╭─ Data extract

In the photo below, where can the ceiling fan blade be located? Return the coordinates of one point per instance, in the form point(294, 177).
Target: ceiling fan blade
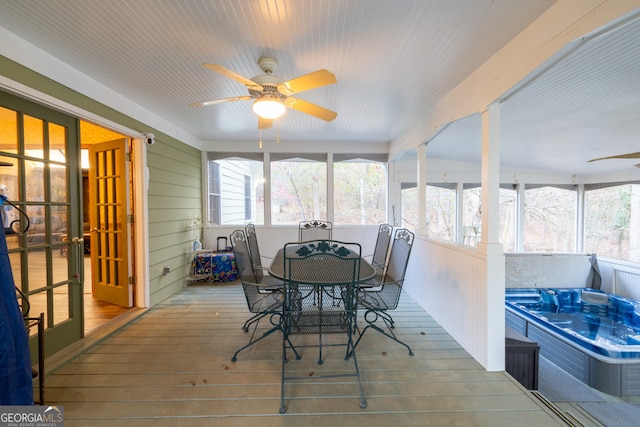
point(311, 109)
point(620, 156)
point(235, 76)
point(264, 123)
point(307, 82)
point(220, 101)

╰─
╭─ Data extract

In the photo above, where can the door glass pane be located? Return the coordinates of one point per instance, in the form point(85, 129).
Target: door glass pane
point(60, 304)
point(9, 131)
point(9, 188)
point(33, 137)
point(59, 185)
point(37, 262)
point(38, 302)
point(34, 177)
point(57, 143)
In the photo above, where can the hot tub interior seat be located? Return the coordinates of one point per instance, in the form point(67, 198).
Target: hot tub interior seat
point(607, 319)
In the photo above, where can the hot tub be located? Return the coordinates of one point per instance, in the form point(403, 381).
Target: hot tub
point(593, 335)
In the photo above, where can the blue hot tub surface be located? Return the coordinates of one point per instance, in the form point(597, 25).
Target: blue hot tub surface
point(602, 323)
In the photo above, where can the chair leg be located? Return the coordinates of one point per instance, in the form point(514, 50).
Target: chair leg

╰─

Required work
Scan the entries and show every line in which the word "chair" is found.

Reply
In the photo above, where can the chair leg be located? Return the coordinates of one point per instance, in the form point(514, 50).
Target: chair leg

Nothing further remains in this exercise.